Return every line of the items below that contains the string "overhanging", matching case exactly.
Start
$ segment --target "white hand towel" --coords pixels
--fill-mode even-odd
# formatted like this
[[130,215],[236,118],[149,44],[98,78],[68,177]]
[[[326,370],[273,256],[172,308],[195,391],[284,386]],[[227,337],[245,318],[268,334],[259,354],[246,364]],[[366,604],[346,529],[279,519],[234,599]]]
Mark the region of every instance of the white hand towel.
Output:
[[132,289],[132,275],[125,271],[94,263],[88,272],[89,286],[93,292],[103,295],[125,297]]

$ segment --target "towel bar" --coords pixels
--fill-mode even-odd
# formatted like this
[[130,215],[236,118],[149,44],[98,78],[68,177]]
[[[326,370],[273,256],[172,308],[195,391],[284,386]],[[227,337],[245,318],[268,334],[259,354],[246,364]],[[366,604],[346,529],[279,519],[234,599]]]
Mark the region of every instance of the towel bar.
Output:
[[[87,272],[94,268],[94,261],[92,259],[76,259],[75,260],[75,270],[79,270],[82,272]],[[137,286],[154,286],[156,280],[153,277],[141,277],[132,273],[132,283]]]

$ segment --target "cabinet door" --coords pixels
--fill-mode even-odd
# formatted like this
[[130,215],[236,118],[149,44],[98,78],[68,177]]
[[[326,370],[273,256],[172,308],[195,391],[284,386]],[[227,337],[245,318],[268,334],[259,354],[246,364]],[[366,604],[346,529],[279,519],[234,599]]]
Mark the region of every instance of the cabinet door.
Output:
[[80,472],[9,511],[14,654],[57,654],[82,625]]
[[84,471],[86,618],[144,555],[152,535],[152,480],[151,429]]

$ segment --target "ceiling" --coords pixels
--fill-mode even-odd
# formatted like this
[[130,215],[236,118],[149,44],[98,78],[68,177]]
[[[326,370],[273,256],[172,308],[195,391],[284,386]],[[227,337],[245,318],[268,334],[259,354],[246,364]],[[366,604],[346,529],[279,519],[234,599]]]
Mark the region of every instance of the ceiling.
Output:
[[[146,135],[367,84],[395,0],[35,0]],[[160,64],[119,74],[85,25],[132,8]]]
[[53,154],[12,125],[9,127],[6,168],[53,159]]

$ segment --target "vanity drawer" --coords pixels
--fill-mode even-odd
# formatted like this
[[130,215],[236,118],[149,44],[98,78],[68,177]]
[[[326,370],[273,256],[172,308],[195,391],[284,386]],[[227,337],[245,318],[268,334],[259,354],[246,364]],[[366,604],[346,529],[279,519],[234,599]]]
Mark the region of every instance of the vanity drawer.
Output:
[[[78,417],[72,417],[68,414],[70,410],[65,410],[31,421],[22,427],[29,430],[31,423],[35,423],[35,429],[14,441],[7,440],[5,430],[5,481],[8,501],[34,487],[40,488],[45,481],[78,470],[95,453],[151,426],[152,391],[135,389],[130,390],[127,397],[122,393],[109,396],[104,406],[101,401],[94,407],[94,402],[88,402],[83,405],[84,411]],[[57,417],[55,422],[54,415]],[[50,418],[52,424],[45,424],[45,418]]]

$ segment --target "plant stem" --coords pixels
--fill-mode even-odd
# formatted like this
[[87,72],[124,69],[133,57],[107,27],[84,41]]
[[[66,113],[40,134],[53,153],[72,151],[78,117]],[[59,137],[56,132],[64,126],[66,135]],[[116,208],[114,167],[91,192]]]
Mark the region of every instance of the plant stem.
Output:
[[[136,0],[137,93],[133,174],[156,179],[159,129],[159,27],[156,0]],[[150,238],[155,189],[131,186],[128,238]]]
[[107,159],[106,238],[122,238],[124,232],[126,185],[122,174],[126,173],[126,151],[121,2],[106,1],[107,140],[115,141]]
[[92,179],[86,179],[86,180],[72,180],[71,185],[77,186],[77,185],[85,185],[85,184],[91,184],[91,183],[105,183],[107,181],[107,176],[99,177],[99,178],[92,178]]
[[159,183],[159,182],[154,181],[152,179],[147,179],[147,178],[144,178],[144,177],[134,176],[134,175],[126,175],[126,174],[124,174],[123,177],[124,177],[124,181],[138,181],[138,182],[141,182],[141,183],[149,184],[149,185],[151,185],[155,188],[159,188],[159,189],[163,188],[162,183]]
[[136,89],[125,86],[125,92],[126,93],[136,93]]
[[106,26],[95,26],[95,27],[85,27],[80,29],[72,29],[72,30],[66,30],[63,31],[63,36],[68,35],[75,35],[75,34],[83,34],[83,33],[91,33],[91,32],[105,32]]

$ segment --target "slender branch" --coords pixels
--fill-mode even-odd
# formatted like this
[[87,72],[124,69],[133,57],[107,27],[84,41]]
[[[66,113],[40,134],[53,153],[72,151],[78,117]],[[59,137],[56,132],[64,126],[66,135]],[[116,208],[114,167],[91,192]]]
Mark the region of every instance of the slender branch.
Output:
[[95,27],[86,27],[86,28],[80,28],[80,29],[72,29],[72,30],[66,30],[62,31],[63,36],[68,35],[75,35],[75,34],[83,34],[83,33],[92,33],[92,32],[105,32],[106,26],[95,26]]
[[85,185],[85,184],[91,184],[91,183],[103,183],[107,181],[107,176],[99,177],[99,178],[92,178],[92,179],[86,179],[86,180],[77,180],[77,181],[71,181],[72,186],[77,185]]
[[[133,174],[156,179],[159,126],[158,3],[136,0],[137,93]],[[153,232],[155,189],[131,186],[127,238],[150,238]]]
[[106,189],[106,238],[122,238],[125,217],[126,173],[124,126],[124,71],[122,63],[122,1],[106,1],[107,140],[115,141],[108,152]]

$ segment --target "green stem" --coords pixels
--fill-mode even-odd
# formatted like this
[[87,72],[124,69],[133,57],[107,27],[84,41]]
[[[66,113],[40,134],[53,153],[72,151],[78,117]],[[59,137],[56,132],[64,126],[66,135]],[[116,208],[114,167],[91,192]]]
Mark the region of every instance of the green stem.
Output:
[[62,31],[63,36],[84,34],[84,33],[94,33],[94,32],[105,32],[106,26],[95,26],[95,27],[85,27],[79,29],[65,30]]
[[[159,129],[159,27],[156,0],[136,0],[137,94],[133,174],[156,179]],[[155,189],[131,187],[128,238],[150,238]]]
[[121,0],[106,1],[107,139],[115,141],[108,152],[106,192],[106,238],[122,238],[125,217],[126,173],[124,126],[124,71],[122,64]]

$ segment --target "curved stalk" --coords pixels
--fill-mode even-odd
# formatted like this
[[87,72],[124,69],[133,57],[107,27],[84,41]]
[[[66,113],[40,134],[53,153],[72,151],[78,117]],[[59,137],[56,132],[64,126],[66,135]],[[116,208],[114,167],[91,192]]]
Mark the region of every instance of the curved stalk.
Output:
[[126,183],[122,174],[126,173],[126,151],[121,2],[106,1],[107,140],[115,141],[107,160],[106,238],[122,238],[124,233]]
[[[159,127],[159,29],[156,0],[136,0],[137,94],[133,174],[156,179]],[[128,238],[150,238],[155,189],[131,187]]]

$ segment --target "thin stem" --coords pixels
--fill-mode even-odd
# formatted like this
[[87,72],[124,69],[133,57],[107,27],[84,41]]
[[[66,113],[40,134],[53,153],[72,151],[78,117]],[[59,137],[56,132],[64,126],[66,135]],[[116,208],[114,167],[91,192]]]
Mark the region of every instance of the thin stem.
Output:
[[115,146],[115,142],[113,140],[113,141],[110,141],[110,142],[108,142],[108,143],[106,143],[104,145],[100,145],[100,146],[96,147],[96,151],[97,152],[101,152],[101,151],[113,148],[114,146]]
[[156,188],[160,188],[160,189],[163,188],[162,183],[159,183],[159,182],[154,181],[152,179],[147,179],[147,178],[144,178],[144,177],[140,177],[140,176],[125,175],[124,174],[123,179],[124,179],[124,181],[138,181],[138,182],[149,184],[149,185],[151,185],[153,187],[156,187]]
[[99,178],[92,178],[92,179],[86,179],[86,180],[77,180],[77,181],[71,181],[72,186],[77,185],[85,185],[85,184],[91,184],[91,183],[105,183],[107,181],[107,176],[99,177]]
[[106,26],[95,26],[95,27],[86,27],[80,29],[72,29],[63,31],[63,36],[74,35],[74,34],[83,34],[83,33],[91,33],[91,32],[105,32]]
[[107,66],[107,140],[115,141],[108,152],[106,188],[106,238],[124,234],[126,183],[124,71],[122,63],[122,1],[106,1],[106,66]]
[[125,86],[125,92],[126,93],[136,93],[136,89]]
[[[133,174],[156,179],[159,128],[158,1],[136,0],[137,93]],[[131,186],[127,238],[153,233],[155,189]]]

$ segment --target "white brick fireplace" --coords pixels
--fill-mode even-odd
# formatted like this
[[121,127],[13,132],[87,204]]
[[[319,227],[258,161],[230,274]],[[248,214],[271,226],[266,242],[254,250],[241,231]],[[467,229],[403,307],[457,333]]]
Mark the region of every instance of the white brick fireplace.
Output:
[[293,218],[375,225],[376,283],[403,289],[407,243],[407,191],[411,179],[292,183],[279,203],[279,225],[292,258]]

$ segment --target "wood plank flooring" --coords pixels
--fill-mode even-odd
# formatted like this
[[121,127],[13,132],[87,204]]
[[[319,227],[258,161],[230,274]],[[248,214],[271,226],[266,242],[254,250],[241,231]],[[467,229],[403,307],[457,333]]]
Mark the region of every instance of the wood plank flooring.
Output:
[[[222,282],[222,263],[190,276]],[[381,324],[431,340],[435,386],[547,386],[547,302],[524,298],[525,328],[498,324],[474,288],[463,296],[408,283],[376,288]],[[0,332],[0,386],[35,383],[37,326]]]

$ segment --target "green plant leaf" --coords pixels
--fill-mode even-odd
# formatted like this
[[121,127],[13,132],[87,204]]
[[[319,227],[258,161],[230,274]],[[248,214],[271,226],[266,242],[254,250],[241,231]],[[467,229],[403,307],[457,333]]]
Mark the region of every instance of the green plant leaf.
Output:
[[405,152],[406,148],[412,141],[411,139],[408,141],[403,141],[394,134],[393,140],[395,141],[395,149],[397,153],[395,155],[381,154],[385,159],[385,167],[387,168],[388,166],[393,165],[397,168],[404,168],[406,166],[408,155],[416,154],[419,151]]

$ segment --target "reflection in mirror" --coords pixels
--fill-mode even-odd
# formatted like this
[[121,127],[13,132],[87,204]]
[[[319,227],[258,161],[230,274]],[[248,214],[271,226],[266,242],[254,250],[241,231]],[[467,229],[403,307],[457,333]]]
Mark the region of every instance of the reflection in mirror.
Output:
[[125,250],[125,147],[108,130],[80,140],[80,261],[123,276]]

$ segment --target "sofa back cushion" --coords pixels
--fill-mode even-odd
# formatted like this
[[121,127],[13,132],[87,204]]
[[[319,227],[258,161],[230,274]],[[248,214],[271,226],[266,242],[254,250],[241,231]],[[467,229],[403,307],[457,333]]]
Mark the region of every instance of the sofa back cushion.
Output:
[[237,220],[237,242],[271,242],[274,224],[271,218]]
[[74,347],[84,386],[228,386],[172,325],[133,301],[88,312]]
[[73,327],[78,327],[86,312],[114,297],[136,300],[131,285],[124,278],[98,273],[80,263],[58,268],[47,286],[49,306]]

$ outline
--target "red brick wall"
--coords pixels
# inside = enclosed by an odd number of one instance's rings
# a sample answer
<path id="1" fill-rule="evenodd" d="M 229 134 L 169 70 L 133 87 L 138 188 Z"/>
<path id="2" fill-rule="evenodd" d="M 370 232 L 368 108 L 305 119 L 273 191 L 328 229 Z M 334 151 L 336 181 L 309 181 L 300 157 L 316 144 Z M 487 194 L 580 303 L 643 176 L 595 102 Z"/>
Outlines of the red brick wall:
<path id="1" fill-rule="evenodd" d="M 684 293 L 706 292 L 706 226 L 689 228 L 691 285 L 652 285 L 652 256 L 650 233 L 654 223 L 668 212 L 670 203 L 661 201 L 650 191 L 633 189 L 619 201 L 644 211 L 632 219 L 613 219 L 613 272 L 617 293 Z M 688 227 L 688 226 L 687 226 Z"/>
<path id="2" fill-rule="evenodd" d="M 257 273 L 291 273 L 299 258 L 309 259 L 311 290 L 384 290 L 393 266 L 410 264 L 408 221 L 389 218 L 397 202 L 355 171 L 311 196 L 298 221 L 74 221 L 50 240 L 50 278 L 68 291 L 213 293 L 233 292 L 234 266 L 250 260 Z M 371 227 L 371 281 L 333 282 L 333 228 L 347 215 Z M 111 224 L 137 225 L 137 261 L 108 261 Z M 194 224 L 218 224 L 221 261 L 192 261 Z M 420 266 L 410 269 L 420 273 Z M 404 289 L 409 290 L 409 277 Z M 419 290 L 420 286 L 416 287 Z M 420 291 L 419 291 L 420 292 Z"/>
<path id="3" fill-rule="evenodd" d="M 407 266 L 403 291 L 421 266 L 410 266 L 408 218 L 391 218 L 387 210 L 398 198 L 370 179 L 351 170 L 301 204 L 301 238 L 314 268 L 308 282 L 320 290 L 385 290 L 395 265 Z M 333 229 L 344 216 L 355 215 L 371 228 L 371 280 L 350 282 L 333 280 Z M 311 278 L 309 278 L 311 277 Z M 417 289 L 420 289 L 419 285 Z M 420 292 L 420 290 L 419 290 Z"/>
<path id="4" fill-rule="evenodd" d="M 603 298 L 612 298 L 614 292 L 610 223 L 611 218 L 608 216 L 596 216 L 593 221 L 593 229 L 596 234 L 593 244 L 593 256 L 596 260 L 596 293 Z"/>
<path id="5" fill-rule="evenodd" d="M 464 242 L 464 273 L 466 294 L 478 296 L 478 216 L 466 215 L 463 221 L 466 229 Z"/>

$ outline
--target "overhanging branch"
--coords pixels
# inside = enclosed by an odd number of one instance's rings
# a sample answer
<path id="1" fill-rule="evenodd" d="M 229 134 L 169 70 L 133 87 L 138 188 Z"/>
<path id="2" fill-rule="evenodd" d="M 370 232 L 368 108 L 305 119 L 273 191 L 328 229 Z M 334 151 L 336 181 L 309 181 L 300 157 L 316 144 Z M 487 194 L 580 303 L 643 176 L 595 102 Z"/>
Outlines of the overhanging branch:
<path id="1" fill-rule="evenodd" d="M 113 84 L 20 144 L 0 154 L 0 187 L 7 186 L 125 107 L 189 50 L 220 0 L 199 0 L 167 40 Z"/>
End
[CORRECT OUTPUT]
--target "overhanging branch"
Outlines of the overhanging branch:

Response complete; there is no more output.